YOUR INSTRUCTIONS >> Please state how many lines in the records that follow include "cliff", with no other output.

SUPPLIED ENTRIES >>

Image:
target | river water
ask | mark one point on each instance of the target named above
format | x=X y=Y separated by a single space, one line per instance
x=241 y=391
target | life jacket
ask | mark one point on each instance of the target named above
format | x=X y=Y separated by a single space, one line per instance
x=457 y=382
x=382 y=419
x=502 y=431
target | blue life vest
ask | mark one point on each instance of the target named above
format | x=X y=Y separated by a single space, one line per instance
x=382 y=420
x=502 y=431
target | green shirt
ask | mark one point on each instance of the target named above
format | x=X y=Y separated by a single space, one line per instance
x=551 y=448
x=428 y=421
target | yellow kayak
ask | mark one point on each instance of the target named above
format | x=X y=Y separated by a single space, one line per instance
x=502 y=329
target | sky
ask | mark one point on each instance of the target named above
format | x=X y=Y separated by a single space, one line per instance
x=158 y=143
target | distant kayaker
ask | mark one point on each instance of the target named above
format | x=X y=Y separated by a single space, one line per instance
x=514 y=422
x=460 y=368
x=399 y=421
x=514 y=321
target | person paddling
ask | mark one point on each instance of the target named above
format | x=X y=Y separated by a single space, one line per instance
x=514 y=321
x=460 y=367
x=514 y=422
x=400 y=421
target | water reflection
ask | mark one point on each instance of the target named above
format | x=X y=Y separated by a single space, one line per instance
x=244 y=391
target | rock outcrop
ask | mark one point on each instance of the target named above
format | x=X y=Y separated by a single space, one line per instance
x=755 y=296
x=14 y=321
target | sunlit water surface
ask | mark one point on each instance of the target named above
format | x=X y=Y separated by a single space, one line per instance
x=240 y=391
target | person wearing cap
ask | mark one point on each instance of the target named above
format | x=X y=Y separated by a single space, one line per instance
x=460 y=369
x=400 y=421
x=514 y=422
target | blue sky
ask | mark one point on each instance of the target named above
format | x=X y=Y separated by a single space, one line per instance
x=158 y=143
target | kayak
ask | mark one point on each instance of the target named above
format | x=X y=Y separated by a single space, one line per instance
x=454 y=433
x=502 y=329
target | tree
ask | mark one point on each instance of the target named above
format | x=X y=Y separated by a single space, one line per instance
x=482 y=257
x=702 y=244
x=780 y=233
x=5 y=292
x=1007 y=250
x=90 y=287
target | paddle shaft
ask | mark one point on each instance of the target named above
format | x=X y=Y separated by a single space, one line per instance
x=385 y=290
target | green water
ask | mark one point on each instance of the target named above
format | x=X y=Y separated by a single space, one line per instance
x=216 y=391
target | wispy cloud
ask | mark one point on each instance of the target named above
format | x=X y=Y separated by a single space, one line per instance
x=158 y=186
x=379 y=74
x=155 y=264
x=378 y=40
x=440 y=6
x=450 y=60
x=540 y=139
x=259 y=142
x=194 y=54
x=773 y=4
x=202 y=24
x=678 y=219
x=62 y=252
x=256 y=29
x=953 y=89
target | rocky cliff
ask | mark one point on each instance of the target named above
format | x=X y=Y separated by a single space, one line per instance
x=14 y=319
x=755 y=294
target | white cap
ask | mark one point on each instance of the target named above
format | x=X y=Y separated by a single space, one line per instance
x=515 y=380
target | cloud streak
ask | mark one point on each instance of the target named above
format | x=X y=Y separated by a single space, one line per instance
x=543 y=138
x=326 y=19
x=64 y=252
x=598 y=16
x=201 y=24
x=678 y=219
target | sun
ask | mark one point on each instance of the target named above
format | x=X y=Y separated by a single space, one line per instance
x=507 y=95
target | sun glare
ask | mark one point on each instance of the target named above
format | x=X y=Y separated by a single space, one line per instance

==

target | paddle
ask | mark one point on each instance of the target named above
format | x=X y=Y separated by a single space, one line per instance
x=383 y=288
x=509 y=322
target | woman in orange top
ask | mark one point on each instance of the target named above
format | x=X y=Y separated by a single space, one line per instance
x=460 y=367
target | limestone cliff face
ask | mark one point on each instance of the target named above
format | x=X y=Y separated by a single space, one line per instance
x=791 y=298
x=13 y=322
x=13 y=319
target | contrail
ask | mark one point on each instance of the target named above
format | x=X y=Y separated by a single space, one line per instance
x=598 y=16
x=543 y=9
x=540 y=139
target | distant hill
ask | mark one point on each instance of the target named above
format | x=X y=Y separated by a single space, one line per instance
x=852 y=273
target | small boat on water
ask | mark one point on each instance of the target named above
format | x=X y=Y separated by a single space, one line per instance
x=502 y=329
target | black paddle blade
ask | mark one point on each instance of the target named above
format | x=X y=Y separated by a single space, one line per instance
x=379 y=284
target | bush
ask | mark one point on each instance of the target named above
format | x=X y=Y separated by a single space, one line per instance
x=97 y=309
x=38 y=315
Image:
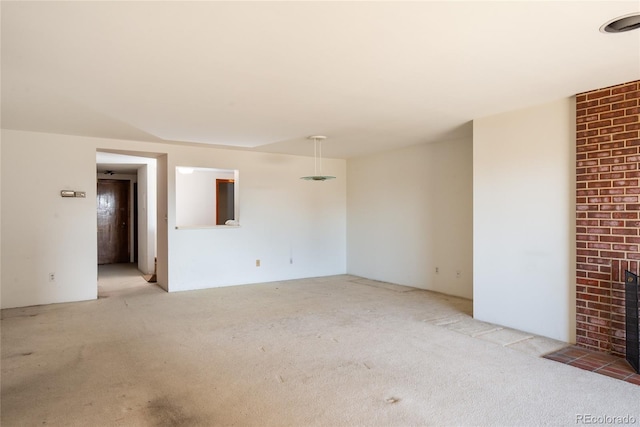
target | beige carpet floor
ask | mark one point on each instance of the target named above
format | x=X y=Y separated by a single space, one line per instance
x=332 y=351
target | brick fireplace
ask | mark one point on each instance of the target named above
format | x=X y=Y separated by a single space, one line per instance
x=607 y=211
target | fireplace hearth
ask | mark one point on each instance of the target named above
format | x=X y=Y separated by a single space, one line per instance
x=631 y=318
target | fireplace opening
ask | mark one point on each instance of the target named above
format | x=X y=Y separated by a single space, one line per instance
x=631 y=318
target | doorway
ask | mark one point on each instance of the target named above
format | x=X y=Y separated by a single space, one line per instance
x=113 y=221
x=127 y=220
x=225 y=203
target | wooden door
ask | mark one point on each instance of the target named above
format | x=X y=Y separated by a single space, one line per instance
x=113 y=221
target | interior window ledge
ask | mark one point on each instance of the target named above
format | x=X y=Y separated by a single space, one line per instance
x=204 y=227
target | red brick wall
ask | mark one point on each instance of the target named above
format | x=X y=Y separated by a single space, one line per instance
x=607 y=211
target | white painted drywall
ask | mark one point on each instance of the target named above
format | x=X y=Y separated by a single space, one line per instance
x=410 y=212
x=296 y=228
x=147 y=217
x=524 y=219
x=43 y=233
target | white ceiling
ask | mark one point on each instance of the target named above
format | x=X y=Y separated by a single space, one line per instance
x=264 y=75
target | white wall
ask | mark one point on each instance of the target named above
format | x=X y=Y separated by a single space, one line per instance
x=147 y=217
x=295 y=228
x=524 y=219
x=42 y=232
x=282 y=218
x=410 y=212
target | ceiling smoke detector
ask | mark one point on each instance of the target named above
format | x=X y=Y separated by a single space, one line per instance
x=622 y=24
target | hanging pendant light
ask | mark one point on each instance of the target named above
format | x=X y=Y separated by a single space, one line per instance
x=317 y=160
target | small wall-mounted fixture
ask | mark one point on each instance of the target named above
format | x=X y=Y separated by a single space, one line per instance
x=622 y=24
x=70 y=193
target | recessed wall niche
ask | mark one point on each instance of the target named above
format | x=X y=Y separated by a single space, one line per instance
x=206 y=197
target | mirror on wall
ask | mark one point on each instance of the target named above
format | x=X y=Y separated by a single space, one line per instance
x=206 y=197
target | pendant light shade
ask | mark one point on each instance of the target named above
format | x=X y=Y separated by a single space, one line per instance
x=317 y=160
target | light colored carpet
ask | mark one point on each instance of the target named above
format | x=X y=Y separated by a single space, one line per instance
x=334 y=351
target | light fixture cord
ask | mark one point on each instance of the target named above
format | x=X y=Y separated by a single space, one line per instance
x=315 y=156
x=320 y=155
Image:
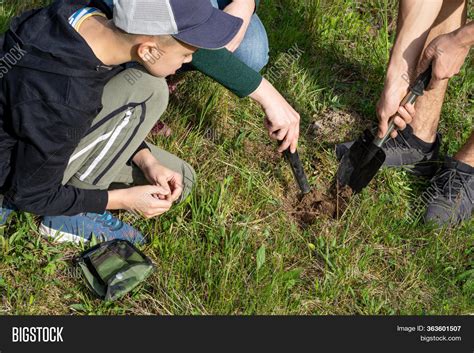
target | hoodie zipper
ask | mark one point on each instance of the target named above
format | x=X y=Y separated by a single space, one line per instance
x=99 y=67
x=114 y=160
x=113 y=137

* * *

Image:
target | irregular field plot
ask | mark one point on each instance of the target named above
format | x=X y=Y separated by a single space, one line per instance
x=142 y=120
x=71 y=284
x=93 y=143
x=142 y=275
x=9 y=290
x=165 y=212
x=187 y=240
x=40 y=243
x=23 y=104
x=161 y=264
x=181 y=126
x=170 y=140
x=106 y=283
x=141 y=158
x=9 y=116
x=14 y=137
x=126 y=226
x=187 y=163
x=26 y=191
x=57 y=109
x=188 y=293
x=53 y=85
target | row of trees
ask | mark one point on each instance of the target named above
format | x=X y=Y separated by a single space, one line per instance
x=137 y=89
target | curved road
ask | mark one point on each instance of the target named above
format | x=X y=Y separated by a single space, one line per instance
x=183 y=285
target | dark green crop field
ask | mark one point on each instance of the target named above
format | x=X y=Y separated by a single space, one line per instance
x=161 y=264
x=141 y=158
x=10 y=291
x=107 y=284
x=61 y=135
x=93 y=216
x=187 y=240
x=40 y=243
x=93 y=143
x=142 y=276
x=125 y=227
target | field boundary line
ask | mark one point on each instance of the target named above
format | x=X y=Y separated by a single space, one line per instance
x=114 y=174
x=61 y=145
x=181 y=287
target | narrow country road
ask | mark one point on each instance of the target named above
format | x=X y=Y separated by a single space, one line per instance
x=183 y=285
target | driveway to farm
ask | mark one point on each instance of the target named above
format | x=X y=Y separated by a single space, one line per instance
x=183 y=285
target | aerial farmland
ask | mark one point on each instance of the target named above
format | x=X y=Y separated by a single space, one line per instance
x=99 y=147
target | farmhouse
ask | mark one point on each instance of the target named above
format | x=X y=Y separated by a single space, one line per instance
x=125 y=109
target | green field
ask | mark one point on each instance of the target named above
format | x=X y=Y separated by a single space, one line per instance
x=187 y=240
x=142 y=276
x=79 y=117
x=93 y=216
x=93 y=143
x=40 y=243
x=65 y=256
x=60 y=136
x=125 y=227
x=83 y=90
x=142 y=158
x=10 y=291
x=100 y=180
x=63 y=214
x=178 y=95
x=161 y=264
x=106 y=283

EXPECTED ANSWER >> 2